Your objective
Can you rewrite the lines starting at the one containing "Annotate the green bush" and ending at the one containing "(1076, 881)", with "green bush" changed to "leafy shrub" and everything else left unchanged?

Coordinate annotation entries
* * *

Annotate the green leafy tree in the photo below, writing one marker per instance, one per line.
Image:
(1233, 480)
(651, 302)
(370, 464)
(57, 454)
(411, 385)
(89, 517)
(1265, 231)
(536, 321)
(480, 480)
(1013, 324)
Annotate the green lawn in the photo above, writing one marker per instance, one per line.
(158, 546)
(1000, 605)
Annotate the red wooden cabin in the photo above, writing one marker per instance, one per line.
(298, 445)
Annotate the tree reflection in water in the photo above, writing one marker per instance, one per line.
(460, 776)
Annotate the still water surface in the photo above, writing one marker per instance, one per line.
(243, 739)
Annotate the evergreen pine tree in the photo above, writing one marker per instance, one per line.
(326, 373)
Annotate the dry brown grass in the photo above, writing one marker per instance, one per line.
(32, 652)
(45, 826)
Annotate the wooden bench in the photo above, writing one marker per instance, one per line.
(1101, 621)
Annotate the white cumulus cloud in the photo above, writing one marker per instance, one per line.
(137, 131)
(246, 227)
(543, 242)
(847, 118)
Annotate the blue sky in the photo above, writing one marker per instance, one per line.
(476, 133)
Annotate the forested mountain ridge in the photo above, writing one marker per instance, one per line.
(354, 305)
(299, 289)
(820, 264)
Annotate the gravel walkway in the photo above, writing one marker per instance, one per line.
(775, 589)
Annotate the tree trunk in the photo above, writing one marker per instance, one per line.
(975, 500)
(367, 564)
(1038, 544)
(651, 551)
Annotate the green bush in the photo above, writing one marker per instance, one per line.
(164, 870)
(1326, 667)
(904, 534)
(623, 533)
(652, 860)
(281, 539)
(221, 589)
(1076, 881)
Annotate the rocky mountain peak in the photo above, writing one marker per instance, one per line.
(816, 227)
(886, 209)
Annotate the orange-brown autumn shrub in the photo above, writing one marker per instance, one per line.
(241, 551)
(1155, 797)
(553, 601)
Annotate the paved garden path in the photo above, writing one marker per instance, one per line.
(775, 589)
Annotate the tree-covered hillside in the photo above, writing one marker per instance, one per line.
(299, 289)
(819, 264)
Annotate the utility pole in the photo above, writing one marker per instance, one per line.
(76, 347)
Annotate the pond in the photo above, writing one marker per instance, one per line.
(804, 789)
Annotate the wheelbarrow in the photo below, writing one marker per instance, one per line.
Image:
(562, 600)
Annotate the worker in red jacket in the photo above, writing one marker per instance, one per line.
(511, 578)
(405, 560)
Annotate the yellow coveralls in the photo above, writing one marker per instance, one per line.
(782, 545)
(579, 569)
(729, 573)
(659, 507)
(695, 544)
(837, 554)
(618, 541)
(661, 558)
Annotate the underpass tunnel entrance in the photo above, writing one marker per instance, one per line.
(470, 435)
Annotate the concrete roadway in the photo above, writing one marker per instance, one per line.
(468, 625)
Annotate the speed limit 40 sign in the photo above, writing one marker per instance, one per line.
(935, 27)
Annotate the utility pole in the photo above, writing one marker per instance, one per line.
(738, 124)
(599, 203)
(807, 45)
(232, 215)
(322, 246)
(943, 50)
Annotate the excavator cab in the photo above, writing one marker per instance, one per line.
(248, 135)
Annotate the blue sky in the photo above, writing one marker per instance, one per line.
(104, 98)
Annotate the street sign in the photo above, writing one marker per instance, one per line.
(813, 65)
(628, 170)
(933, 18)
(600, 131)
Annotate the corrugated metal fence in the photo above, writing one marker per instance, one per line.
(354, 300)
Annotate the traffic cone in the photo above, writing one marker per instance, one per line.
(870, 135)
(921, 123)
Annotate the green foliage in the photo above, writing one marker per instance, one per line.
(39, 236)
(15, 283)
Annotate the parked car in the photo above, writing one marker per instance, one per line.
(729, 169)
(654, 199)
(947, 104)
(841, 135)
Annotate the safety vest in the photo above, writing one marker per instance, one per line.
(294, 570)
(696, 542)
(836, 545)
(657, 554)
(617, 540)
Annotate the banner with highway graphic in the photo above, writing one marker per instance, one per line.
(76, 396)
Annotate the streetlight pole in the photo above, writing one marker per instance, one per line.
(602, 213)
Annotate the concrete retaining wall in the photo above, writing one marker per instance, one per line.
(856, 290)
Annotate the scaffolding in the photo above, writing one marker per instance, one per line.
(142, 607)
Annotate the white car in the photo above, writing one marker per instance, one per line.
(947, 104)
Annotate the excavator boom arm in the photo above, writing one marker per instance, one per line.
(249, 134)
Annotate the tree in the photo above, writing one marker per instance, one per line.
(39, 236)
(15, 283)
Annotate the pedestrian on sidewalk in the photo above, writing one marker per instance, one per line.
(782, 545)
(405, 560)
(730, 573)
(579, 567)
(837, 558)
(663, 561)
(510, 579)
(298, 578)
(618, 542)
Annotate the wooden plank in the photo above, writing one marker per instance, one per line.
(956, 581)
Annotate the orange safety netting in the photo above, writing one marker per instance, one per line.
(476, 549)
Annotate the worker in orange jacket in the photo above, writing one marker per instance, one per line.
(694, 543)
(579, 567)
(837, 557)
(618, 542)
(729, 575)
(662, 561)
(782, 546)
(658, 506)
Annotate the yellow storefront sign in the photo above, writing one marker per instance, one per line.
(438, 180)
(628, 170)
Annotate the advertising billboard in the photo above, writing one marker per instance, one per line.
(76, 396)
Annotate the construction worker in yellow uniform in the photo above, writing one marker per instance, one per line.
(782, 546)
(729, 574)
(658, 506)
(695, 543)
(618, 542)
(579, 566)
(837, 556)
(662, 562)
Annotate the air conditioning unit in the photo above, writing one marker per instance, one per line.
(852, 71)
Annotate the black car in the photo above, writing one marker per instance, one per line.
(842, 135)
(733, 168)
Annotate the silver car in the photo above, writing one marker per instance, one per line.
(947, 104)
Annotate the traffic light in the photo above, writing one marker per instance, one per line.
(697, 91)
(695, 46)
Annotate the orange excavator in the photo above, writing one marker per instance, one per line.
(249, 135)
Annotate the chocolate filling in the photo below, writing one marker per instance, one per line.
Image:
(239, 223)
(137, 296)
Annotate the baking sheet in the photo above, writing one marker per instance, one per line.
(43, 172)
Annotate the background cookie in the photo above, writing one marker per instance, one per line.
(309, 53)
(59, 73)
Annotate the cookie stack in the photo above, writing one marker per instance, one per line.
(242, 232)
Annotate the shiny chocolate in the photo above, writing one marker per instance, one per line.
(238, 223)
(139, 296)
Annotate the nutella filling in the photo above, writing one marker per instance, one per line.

* * *

Task output
Annotate the leafy shrub in the photo above, writing one marker per instance, one per line.
(164, 870)
(1326, 667)
(904, 534)
(623, 533)
(652, 860)
(281, 539)
(221, 589)
(1076, 881)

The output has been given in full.